— START Extracted text —
In many of these plants, combustible dust is also created, which exacerbates the risk of flash fires. Combustible dust provides a conduit for fires to spread to highly combustible materials, such as chemicals or gasses, making FR protection paramount.
The relationship between NFPA 2112 and NFPA 2113
When used collectively, NFPA 2112 and NFPA 2113 offer a comprehensive standard for flame-resistant PPE programs.
The NFPA 2112 focuses on the fabrics and grants themselves, covering the minimum performance requirements and testing methods of FR garments.
The NFPA 2113, on the other hand, is designed to help decision-makers by providing valuable selection criteria and outlining how garments should be worn effectively in the field.
Why making the right choice is important
While the NFPA 2112 provides HSE managers and PPE manufacturers with an industry standard for FR protection, a hands-on approach is always necessary when it comes to protection.
To illustrate the importance of diligent decision-making, just look at the requirements of the manikin test. To pass the test, only a 50 percent body burn rate is required. So while one garment may have a 7 percent body burn rate (where only the exposed head and neck of the manakin sustained burn damage), another may have a 49 percent burn rate and still pass. This leaves a lot of maneuvering space for NFPA 2112-certified garments to move in.
It is impertinent to understand the level of risk workers are exposed to and investigate fabric and garment choices beyond certification.
— END Extracted text —
— START Supplied data —
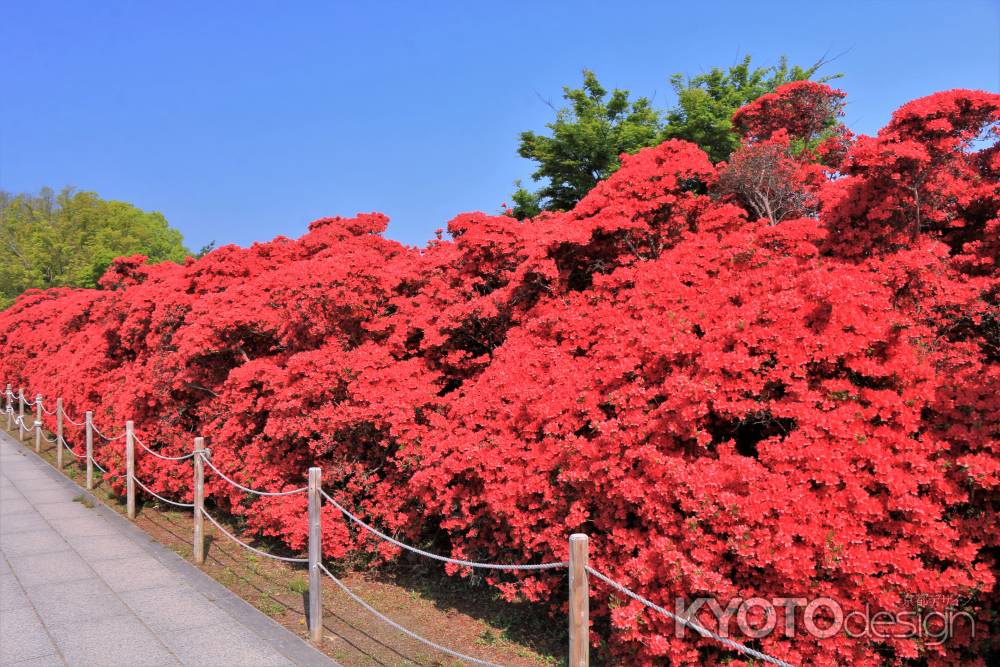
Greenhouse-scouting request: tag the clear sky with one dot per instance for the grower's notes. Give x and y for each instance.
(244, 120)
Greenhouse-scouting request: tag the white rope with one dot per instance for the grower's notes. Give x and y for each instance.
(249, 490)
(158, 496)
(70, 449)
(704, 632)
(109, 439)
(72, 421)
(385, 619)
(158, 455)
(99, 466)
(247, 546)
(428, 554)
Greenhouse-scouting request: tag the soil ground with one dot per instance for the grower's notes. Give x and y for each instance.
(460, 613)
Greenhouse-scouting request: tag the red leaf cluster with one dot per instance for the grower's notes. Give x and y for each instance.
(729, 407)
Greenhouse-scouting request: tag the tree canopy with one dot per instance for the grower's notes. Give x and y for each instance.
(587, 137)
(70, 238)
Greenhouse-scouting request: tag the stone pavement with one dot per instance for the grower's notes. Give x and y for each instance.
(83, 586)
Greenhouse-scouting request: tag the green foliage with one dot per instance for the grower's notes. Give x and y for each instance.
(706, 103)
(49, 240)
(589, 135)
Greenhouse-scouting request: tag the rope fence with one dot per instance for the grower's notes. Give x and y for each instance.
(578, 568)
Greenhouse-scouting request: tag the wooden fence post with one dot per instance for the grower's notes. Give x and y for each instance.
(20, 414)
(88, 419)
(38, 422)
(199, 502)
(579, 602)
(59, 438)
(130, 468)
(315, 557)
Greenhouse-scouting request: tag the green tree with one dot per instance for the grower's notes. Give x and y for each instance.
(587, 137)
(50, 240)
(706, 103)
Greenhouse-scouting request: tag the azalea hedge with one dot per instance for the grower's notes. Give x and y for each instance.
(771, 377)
— END Supplied data —
— START Supplied data —
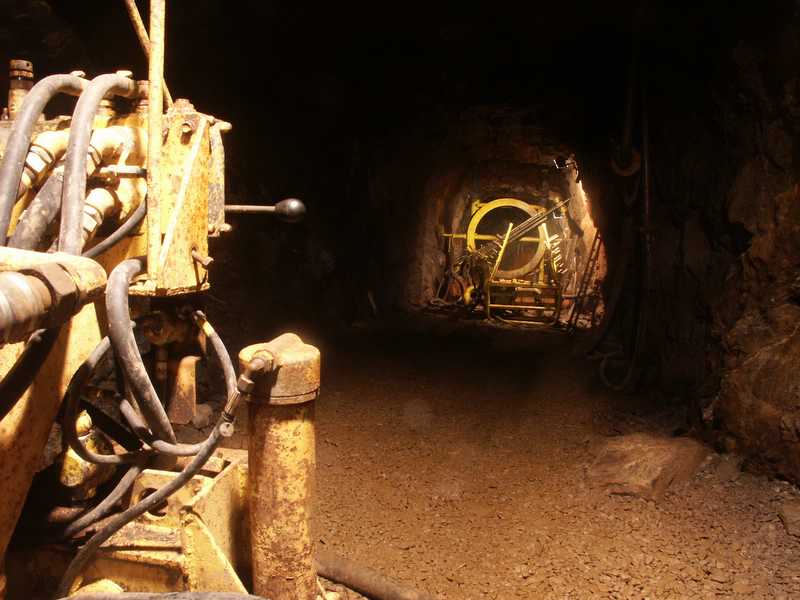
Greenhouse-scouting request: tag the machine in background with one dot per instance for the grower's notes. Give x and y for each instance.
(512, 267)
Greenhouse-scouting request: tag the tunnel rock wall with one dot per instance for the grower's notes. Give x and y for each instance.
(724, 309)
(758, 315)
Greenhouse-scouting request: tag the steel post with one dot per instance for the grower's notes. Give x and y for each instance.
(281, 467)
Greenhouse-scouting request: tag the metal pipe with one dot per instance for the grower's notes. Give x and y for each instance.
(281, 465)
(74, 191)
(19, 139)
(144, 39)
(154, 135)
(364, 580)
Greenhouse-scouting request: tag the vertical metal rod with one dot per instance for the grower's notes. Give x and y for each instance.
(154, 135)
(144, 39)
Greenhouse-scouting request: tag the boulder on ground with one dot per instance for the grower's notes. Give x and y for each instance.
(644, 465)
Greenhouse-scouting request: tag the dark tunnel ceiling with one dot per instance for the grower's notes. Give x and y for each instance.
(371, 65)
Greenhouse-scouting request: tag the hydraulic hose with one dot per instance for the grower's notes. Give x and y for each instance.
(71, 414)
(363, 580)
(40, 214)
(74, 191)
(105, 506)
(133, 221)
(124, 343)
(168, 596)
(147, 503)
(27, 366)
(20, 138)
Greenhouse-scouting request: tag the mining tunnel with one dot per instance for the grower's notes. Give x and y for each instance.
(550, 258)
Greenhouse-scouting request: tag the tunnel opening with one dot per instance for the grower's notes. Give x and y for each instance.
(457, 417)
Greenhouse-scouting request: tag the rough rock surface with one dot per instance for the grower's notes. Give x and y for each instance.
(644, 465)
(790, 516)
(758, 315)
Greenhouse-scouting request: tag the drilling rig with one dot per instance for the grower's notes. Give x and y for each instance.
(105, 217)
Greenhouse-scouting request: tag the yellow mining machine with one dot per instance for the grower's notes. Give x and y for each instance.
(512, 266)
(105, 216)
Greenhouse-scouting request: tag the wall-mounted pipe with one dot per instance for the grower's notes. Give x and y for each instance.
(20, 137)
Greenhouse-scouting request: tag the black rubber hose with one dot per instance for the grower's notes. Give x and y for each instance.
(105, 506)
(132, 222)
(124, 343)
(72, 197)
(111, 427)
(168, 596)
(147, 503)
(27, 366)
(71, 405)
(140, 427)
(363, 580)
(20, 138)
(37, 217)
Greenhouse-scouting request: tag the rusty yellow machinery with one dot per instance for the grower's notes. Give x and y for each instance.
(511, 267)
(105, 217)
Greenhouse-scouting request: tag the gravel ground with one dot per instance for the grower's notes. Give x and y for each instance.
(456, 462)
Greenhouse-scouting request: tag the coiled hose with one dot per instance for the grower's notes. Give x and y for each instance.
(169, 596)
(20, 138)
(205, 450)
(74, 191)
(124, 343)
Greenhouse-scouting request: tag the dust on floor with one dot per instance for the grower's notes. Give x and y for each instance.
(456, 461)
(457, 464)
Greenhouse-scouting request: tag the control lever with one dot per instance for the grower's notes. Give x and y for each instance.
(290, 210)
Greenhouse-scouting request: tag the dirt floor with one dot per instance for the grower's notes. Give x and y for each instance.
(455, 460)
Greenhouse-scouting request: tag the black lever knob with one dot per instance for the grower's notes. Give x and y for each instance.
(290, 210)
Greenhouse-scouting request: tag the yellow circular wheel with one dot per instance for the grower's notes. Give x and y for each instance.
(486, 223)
— END Supplied data —
— START Supplied data —
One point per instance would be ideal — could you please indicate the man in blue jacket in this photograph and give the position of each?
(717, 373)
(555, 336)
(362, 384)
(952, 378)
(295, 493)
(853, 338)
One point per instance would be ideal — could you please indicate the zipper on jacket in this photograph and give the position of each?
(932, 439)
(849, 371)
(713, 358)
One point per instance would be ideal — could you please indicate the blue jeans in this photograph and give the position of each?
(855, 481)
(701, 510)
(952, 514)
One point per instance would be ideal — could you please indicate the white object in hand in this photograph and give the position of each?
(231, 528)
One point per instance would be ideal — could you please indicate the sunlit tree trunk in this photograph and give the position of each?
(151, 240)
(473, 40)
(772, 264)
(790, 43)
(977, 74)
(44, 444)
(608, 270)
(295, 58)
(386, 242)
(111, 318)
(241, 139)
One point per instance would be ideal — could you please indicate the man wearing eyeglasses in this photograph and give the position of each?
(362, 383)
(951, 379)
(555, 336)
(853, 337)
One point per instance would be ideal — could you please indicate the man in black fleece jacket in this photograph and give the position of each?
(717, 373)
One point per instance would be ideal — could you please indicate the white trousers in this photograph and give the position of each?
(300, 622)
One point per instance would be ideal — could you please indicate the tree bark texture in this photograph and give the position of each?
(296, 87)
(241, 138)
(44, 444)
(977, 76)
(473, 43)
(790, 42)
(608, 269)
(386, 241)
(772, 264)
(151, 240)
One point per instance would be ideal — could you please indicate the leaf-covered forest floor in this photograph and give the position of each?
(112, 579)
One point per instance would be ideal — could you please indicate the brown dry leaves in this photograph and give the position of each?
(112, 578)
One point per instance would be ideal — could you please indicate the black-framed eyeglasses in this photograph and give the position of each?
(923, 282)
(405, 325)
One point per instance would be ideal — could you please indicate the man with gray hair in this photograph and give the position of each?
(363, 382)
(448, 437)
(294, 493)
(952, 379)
— END Supplied data —
_To do_
a. Using the text on NFPA flame-resistance standards, decide whether each statement agrees with it, answering yes or no and quoting the words that settle it: (i) NFPA 2113 gives decision-makers selection criteria for garments; (ii) a garment must keep body burn to 7 percent or less to pass the manikin test; (iii) combustible dust reduces the risk of flash fires.
b. Return every line of the entries that contains the word "rock".
The text on NFPA flame-resistance standards and the entries are unrelated material.

_Task-by-task solutions_
a.
(i) Yes: "providing valuable selection criteria"
(ii) No: "only a 50 percent body burn rate is required"
(iii) No: "which exacerbates the risk of flash fires"

b.
Greenhouse-scouting request: tag the tunnel rock wall with one dot per instance for the grower's notes. Give x and y for each instance.
Greenhouse-scouting request: tag the rough rock surface with one dot per instance for the grower's notes. Give x and y for each instance.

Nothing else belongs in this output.